Exercise: Pictures are to be omitted, and every entry below is to be restated exactly.

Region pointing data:
----

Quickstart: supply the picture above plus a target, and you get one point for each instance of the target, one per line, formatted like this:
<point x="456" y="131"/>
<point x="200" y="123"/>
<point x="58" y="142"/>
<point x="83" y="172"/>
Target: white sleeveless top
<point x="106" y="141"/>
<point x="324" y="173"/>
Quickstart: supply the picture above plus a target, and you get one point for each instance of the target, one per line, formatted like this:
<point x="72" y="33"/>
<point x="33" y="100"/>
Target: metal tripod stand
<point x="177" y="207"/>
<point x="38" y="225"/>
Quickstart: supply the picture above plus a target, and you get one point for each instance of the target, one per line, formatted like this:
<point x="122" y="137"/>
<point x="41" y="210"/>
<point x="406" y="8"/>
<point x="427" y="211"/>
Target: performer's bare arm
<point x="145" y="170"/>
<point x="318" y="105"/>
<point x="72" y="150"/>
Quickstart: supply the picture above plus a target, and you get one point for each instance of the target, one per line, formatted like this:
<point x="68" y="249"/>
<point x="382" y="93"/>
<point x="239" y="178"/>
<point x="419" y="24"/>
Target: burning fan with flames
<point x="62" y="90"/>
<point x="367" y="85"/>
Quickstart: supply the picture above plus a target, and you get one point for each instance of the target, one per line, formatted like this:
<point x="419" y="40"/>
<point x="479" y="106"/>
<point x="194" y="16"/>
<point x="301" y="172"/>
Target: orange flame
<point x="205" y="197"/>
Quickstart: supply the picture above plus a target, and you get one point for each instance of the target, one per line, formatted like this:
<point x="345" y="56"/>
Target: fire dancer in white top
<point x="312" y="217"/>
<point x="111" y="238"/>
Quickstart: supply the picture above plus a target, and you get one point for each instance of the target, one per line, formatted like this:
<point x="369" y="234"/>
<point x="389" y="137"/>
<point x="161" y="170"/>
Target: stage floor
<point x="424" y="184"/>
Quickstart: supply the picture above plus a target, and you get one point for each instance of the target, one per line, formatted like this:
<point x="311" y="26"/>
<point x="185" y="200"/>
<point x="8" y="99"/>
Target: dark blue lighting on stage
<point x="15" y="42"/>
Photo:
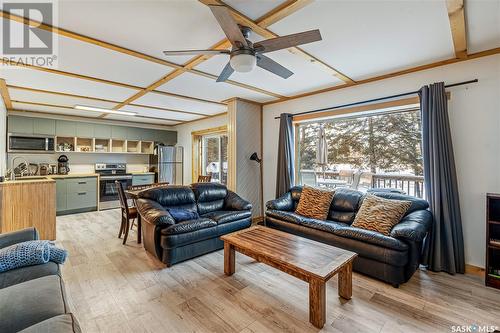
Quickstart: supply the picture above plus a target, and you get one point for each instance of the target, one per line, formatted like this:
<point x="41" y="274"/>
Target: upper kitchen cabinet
<point x="85" y="130"/>
<point x="20" y="125"/>
<point x="118" y="132"/>
<point x="134" y="133"/>
<point x="102" y="131"/>
<point x="43" y="126"/>
<point x="65" y="128"/>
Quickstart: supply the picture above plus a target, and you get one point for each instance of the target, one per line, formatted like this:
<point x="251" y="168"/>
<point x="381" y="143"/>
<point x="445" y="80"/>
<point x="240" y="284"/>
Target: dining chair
<point x="204" y="179"/>
<point x="128" y="212"/>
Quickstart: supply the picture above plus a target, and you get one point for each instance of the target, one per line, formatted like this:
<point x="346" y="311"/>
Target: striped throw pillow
<point x="314" y="203"/>
<point x="380" y="214"/>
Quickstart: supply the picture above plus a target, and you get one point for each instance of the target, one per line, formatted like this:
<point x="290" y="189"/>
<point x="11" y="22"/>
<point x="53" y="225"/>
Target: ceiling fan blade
<point x="226" y="73"/>
<point x="229" y="25"/>
<point x="272" y="66"/>
<point x="196" y="52"/>
<point x="287" y="41"/>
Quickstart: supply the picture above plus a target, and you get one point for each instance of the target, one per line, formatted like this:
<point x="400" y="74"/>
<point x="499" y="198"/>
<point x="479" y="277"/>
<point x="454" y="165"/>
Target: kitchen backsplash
<point x="84" y="163"/>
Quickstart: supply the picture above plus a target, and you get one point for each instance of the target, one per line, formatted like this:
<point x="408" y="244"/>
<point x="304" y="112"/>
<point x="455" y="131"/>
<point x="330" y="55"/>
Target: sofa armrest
<point x="154" y="213"/>
<point x="234" y="202"/>
<point x="414" y="226"/>
<point x="18" y="236"/>
<point x="284" y="202"/>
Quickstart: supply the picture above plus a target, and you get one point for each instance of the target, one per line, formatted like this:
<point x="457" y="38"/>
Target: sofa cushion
<point x="189" y="226"/>
<point x="65" y="323"/>
<point x="180" y="215"/>
<point x="364" y="249"/>
<point x="25" y="304"/>
<point x="27" y="273"/>
<point x="209" y="196"/>
<point x="224" y="216"/>
<point x="380" y="214"/>
<point x="416" y="203"/>
<point x="344" y="205"/>
<point x="314" y="203"/>
<point x="171" y="197"/>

----

Response to the exercise:
Quickstart: supply the picture above plus a target, and you get one point for each instance of the target, one per line, formatted like this:
<point x="456" y="131"/>
<point x="200" y="123"/>
<point x="58" y="142"/>
<point x="83" y="172"/>
Target: white sleeveless top
<point x="106" y="141"/>
<point x="324" y="173"/>
Quickstart: supply the picture above plus a target, and you get one point for each instance of the target, one per line, formatted like this:
<point x="72" y="33"/>
<point x="33" y="100"/>
Target: metal tripod stand
<point x="177" y="207"/>
<point x="38" y="225"/>
Quickstart: supply the picture above plus a target, and you get one point for each instance of the target, one per line, formatted like this:
<point x="122" y="137"/>
<point x="41" y="210"/>
<point x="406" y="8"/>
<point x="427" y="211"/>
Target: performer's bare arm
<point x="145" y="170"/>
<point x="318" y="105"/>
<point x="72" y="150"/>
Quickstart: supply the picture above plus a target, and you get one point for each instance of the target, one per line, formatted like this:
<point x="68" y="249"/>
<point x="382" y="93"/>
<point x="239" y="178"/>
<point x="419" y="24"/>
Target: burning fan with flames
<point x="62" y="90"/>
<point x="367" y="85"/>
Quickstart: supply the picture above plus a target, and you get one point for each instance of the target, one per line, formatted like this:
<point x="419" y="40"/>
<point x="479" y="106"/>
<point x="194" y="16"/>
<point x="301" y="172"/>
Target: orange flame
<point x="205" y="197"/>
Quickstart: supply the picture above plus a target, and you get one point for each instance of the target, one per line, formatted like this:
<point x="345" y="56"/>
Target: fire dancer in white top
<point x="312" y="217"/>
<point x="111" y="238"/>
Quickstart: supply the picture above plus a target, and you get one point for each instance of the target, one per line, formatted like this:
<point x="369" y="234"/>
<point x="389" y="137"/>
<point x="161" y="170"/>
Target: stage floor
<point x="424" y="184"/>
Quickstart: supply the picture above plus a target, and you get one point for each instance of the target, one per line, formatted like this:
<point x="311" y="26"/>
<point x="185" y="200"/>
<point x="8" y="99"/>
Target: dark blue lighting on stage
<point x="15" y="42"/>
Photo:
Quickstart: supply the picture above plus a target, and you get one point for each instance of the target, one per line, formatted like this:
<point x="41" y="274"/>
Target: upper kitchen cabinet
<point x="85" y="130"/>
<point x="20" y="125"/>
<point x="118" y="132"/>
<point x="134" y="133"/>
<point x="102" y="131"/>
<point x="43" y="126"/>
<point x="65" y="128"/>
Quickstart: supply the picture above plus a target, and you get one point for each instance of the target, one per line, formatted like this:
<point x="251" y="168"/>
<point x="381" y="143"/>
<point x="445" y="80"/>
<point x="240" y="284"/>
Target: dining chair
<point x="204" y="179"/>
<point x="128" y="212"/>
Quickstart: supply the picture above plus a target, and you get one point for each instance of the target, one per line, formatted like this:
<point x="346" y="311"/>
Target: striped throw pillow
<point x="314" y="203"/>
<point x="380" y="214"/>
Quickstart: supply the picture above plus a target, and you get one point for each instance of the target, one per line, formatted like this:
<point x="290" y="189"/>
<point x="11" y="22"/>
<point x="53" y="225"/>
Target: ceiling fan blade
<point x="226" y="73"/>
<point x="229" y="25"/>
<point x="272" y="66"/>
<point x="196" y="52"/>
<point x="287" y="41"/>
Quickstart: supply the picture above plus a target, and you get one point for each instance of the target, one per line, formatted like this:
<point x="400" y="74"/>
<point x="499" y="198"/>
<point x="479" y="277"/>
<point x="454" y="165"/>
Target: kitchen backsplash
<point x="84" y="163"/>
Quickstart: supply the picture above plus a target, and you get one point for each instance of the target, one per line, formatted like this:
<point x="408" y="244"/>
<point x="304" y="112"/>
<point x="455" y="131"/>
<point x="330" y="55"/>
Target: sofa armrest
<point x="154" y="213"/>
<point x="234" y="202"/>
<point x="414" y="226"/>
<point x="18" y="236"/>
<point x="284" y="202"/>
Quickstart: supply the picture above plus a target, and you get one point for each instance of the target, one per line, formatted like this:
<point x="457" y="38"/>
Target: sofa cushion
<point x="189" y="226"/>
<point x="65" y="323"/>
<point x="180" y="215"/>
<point x="364" y="249"/>
<point x="25" y="304"/>
<point x="27" y="273"/>
<point x="209" y="196"/>
<point x="224" y="216"/>
<point x="380" y="214"/>
<point x="416" y="203"/>
<point x="344" y="205"/>
<point x="314" y="203"/>
<point x="171" y="197"/>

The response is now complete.